Goal of the exercise »
If a line in the data below includes the string "shorts", please return a copy of it.
Data for analysis START
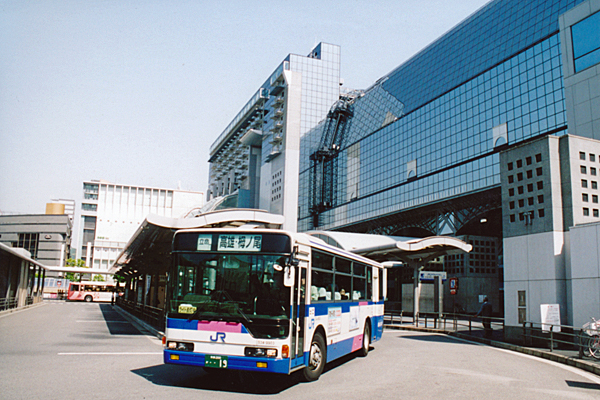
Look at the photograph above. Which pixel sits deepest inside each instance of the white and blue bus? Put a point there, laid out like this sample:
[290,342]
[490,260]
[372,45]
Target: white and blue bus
[269,300]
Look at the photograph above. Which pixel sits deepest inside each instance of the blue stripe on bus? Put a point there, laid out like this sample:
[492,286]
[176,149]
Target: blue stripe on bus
[280,366]
[176,323]
[322,308]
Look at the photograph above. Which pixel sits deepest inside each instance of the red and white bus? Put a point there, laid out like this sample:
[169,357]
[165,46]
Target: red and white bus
[90,291]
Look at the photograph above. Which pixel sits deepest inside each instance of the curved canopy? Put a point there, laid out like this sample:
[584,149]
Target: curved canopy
[390,248]
[149,248]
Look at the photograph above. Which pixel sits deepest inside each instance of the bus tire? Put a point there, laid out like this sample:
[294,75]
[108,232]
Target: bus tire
[316,358]
[364,350]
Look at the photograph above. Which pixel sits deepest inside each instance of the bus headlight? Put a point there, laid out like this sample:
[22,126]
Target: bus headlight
[260,352]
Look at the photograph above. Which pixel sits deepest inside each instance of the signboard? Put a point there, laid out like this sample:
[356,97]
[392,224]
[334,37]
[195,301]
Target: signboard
[236,242]
[204,242]
[550,317]
[430,275]
[453,285]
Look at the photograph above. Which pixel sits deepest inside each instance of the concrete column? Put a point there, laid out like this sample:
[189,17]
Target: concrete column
[417,294]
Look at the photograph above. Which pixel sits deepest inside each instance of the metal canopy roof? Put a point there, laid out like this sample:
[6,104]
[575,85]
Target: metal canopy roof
[149,249]
[390,248]
[24,255]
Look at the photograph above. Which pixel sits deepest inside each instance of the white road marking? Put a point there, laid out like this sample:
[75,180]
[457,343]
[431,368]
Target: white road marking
[111,322]
[153,353]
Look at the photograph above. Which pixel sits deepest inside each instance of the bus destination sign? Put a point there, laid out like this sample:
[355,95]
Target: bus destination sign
[239,242]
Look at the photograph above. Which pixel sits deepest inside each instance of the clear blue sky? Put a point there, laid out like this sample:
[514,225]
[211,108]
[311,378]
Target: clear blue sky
[135,92]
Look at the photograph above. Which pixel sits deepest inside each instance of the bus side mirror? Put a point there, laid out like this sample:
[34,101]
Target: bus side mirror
[288,276]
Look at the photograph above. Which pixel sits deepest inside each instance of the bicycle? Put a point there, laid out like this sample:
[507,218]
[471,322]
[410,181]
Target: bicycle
[589,339]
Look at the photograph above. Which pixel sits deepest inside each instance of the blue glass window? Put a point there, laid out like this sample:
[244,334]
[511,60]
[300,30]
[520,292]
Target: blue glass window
[586,42]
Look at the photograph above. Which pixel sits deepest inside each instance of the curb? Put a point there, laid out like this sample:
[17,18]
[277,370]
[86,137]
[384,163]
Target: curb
[573,362]
[18,309]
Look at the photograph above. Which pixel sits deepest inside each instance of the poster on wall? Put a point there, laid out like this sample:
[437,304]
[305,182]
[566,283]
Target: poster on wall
[550,317]
[334,320]
[354,318]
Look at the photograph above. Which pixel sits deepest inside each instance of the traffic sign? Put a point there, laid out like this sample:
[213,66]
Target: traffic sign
[453,285]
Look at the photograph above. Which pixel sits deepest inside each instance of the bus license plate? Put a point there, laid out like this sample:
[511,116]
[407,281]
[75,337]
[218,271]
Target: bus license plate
[215,361]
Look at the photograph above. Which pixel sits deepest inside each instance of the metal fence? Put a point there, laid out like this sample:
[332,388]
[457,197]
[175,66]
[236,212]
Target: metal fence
[585,340]
[446,322]
[12,303]
[580,342]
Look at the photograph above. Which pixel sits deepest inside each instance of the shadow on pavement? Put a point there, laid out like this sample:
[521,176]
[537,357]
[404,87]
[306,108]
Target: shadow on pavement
[116,323]
[431,338]
[583,385]
[219,380]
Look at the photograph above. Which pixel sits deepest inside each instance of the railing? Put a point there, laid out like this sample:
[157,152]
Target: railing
[155,317]
[580,341]
[447,322]
[585,340]
[8,303]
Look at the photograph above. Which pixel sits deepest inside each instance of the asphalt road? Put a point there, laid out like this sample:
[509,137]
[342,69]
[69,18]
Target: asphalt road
[89,351]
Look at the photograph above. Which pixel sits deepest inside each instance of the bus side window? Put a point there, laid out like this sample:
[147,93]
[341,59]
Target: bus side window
[359,284]
[322,282]
[369,283]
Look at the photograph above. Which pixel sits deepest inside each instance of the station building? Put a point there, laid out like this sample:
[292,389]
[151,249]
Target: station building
[112,212]
[487,134]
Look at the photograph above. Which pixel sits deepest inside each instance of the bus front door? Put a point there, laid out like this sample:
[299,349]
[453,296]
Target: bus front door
[298,316]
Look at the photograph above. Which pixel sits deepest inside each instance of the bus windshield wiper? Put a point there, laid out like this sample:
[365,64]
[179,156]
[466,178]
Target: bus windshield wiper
[237,307]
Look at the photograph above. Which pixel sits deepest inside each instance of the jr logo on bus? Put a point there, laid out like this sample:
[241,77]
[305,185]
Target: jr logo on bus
[218,335]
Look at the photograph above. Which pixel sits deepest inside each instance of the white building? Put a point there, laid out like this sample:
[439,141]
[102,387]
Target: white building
[111,213]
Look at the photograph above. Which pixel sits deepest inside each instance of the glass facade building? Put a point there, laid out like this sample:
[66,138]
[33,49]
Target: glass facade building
[494,80]
[428,150]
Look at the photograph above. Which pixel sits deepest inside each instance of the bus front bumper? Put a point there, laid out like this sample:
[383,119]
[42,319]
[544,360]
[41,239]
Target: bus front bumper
[280,366]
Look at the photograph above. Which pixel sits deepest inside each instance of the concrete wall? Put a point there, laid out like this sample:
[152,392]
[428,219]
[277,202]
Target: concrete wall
[583,273]
[534,264]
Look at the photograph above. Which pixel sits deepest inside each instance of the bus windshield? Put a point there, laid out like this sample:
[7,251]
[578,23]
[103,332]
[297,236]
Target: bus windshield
[246,288]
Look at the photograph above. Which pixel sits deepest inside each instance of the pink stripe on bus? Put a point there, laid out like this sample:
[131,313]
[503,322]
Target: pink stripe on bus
[356,342]
[220,326]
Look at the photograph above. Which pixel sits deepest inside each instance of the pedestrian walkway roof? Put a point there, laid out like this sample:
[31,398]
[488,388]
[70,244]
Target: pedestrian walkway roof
[148,251]
[390,248]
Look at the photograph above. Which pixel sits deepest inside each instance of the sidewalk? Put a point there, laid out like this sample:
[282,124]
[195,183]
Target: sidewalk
[564,356]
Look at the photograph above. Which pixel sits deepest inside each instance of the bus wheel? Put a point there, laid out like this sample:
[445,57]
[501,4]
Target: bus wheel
[316,359]
[366,341]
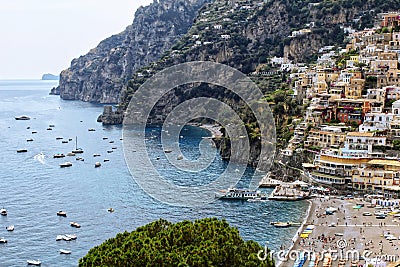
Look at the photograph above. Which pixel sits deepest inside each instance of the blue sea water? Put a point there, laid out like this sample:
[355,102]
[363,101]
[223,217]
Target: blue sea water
[33,187]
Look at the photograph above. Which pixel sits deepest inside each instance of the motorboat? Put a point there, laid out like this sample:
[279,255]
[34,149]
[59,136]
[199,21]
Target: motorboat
[66,164]
[72,237]
[75,224]
[64,251]
[62,213]
[242,194]
[3,212]
[22,118]
[34,262]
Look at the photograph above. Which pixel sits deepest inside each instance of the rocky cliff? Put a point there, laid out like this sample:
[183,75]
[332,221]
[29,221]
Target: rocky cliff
[100,75]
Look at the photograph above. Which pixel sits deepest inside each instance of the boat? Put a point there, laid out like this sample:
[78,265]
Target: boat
[72,237]
[63,251]
[77,150]
[242,194]
[62,213]
[75,224]
[66,164]
[3,212]
[288,192]
[282,224]
[268,182]
[22,118]
[33,262]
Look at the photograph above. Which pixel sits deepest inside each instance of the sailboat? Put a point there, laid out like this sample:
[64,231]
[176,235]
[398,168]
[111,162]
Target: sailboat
[77,150]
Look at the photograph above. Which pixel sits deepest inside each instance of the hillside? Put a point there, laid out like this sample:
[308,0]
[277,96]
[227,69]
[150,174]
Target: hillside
[99,75]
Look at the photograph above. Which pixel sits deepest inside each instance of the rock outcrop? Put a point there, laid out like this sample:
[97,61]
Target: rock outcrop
[100,75]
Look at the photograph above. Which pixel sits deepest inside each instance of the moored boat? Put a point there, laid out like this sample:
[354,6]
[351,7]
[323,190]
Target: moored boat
[64,251]
[3,212]
[62,213]
[66,164]
[22,118]
[34,262]
[242,194]
[75,224]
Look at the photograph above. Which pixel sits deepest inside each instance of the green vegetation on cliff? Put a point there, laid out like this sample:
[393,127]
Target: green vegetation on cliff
[205,242]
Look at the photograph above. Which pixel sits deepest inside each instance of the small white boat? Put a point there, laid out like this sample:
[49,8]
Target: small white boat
[66,164]
[62,213]
[75,224]
[33,262]
[22,118]
[72,237]
[64,251]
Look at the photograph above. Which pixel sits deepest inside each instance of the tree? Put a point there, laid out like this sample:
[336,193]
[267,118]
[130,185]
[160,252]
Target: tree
[205,242]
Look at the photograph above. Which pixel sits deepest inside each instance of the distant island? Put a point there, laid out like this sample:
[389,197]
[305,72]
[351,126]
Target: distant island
[49,76]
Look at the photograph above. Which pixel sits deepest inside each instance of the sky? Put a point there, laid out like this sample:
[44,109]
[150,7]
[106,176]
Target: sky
[43,36]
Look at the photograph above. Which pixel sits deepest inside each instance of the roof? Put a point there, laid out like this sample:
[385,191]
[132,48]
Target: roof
[389,162]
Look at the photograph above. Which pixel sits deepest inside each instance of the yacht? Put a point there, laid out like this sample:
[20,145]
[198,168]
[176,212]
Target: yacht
[63,251]
[3,212]
[33,262]
[242,194]
[22,118]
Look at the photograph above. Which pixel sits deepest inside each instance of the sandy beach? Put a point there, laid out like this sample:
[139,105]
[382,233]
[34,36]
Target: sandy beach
[347,234]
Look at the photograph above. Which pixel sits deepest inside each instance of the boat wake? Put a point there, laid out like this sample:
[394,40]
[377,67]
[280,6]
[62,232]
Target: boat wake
[40,157]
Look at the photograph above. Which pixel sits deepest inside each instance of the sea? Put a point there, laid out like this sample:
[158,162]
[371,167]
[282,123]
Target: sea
[33,187]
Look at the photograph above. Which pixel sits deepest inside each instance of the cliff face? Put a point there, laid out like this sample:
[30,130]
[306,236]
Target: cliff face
[100,75]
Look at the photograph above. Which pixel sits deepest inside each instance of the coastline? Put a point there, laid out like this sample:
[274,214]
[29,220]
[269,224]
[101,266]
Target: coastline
[214,129]
[296,236]
[347,231]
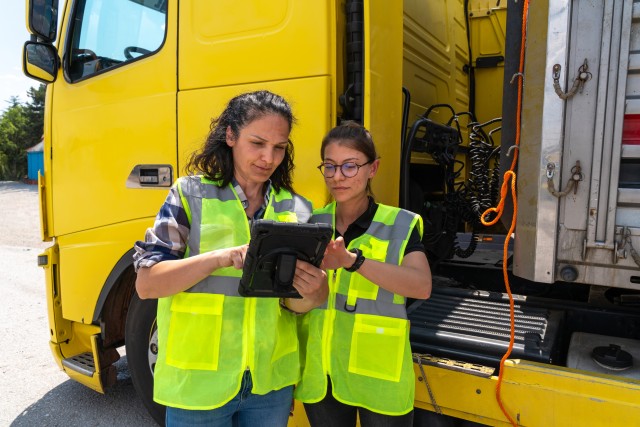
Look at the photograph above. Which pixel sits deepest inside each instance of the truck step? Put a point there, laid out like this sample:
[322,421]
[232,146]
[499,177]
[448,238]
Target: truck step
[474,327]
[82,363]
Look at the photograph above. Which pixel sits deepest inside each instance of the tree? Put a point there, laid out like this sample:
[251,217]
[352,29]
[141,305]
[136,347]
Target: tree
[21,127]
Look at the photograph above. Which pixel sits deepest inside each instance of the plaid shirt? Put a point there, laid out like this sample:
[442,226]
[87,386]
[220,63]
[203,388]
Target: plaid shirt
[167,239]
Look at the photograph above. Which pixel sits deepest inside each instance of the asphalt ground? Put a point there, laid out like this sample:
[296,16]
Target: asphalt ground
[33,389]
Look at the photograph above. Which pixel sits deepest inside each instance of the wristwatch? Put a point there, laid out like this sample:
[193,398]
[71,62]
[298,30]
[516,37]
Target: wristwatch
[358,262]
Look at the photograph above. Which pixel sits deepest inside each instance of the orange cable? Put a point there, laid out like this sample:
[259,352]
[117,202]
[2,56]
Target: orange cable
[500,209]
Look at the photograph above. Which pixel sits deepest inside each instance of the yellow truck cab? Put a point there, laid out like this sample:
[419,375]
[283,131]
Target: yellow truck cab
[452,91]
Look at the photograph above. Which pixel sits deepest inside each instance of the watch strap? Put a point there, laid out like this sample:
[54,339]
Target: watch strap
[358,262]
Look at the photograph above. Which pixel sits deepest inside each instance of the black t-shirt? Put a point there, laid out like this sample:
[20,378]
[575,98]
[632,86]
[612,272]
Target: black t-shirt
[360,226]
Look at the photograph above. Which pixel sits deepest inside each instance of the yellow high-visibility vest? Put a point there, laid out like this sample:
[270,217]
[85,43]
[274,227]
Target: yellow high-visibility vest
[209,335]
[360,338]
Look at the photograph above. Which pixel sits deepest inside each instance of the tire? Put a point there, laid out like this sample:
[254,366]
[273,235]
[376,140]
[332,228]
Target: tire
[141,343]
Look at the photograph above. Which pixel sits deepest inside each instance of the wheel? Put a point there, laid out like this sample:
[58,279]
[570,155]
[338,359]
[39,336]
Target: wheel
[141,336]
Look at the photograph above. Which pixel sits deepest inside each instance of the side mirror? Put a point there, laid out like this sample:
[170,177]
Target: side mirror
[42,19]
[40,61]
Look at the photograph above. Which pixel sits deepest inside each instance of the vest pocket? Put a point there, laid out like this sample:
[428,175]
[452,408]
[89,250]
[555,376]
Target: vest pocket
[193,340]
[286,338]
[371,334]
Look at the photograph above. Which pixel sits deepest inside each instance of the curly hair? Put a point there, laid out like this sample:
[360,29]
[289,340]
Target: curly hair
[214,159]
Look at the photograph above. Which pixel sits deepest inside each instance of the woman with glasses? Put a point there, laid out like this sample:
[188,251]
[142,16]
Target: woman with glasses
[224,359]
[356,354]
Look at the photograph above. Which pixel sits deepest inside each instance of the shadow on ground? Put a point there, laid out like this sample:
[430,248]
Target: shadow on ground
[72,404]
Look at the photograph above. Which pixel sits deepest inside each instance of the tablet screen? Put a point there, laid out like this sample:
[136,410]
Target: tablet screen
[274,248]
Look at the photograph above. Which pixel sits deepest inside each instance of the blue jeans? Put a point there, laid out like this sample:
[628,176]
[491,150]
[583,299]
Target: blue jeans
[244,410]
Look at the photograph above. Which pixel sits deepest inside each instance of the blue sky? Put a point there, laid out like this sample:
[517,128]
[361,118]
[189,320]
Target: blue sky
[13,33]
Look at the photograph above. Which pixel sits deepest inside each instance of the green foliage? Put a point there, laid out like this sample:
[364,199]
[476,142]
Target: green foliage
[21,127]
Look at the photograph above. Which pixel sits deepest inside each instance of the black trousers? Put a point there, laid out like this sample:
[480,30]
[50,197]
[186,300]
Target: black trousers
[330,412]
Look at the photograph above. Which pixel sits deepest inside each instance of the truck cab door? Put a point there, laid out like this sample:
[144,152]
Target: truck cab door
[112,114]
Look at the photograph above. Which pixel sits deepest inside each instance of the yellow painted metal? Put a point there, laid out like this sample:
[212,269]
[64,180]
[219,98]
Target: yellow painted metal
[487,24]
[129,110]
[82,277]
[383,91]
[60,329]
[535,395]
[249,41]
[435,52]
[257,52]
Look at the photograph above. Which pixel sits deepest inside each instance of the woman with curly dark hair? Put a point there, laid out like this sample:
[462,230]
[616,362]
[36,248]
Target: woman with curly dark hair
[224,359]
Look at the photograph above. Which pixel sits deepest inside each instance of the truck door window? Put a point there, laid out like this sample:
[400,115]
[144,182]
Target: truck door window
[108,33]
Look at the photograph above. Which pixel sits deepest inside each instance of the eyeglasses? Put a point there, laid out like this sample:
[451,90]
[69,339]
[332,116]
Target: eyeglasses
[348,169]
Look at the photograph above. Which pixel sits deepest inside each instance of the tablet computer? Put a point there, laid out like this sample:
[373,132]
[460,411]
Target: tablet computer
[270,263]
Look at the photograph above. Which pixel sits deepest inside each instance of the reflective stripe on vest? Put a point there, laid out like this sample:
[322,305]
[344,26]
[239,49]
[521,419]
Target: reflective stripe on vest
[192,372]
[362,339]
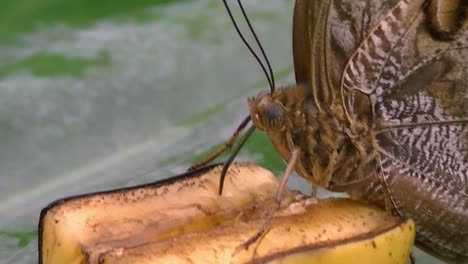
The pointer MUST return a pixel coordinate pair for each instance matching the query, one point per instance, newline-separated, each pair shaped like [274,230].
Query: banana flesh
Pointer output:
[184,220]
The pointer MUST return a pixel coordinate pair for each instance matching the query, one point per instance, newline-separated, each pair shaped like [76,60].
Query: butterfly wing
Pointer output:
[418,85]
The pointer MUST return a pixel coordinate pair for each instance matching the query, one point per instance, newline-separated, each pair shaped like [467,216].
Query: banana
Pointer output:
[184,220]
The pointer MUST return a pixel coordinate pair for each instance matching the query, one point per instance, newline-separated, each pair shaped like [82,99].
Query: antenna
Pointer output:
[269,78]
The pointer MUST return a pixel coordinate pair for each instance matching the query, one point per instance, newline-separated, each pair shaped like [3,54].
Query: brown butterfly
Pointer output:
[380,110]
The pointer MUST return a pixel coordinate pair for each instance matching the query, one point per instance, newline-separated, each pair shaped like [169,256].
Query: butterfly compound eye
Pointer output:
[273,115]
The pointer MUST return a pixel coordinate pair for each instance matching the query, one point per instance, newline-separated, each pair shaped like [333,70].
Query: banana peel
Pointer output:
[184,220]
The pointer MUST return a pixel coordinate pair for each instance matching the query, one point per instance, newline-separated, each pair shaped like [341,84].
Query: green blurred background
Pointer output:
[96,95]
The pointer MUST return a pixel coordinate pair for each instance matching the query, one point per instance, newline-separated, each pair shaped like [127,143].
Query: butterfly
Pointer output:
[380,110]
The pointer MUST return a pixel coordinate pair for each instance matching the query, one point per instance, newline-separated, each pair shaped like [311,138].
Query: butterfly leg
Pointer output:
[279,196]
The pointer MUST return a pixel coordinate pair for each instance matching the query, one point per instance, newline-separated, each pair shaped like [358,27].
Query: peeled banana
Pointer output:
[184,220]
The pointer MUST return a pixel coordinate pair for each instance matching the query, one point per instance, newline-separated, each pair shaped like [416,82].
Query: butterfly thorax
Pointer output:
[333,151]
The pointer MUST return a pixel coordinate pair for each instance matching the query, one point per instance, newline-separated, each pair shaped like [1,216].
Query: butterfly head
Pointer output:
[266,112]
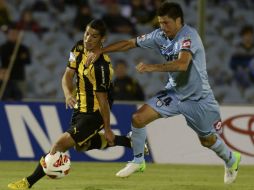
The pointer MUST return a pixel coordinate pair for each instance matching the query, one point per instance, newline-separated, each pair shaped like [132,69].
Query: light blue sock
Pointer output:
[138,138]
[223,152]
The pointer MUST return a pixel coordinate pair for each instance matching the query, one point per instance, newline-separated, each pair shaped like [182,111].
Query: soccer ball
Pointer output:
[56,166]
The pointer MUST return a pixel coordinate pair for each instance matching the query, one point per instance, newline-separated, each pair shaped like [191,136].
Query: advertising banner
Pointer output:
[29,129]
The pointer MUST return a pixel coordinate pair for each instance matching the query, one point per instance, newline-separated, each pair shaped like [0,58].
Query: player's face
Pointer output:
[169,26]
[92,39]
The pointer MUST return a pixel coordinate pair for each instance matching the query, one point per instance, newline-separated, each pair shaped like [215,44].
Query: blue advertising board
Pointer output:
[28,130]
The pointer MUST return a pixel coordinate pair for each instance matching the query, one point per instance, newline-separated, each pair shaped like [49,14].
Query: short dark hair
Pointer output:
[172,10]
[98,25]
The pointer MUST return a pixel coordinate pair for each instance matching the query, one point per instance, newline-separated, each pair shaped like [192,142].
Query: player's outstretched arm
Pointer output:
[67,85]
[181,64]
[115,47]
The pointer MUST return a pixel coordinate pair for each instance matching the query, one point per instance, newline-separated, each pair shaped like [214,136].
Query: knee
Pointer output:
[137,120]
[63,143]
[208,141]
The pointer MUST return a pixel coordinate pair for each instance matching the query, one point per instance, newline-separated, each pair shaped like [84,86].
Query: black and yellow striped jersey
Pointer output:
[95,77]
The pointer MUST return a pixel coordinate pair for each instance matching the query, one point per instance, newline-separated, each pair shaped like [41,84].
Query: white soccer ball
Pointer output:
[57,165]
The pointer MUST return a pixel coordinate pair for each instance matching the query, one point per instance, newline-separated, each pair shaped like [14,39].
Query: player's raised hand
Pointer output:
[141,67]
[70,102]
[92,57]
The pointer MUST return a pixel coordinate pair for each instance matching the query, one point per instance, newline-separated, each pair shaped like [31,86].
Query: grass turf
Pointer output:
[101,176]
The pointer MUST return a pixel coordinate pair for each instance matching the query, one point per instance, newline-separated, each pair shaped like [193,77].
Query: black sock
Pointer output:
[122,141]
[36,175]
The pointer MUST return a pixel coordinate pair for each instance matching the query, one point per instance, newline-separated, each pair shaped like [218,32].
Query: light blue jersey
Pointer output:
[187,92]
[192,84]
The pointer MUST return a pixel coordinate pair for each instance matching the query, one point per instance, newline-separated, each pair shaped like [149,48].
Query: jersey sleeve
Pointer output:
[147,40]
[101,74]
[189,43]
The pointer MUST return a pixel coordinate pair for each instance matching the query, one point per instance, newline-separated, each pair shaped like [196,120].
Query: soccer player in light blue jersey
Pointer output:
[187,92]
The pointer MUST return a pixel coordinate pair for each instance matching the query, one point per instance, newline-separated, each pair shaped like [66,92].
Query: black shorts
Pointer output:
[84,126]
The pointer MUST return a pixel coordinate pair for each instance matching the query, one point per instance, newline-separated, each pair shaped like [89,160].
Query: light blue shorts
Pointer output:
[203,115]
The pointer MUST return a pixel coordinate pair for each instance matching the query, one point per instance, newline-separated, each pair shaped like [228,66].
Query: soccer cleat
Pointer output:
[146,149]
[19,185]
[131,168]
[231,173]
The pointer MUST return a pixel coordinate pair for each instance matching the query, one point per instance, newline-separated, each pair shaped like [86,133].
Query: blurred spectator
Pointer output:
[40,6]
[243,54]
[140,12]
[116,22]
[16,85]
[83,16]
[27,22]
[5,18]
[125,87]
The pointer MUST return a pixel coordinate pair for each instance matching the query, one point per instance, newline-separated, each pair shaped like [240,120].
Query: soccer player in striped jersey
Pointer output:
[91,102]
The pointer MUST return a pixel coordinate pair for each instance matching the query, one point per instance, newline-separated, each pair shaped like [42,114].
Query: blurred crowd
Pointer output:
[51,27]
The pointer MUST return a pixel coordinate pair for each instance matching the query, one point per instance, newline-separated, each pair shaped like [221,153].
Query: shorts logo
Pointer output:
[243,126]
[218,127]
[159,103]
[186,44]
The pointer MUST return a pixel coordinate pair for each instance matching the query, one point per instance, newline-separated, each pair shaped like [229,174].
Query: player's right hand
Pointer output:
[93,56]
[70,102]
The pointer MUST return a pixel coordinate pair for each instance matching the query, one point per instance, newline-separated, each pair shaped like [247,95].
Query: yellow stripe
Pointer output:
[96,131]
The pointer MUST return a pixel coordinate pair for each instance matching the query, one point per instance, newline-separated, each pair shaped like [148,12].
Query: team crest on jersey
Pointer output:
[186,43]
[72,57]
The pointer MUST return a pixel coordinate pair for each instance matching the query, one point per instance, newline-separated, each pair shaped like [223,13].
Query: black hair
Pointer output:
[99,25]
[172,10]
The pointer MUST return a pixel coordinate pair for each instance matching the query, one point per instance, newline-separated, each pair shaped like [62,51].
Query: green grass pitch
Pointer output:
[101,176]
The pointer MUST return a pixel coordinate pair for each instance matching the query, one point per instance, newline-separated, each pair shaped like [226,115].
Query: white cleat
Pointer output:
[131,168]
[231,173]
Data for analysis END
Response »
Query: black shorts
Query: light blue shorts
Query: shorts logo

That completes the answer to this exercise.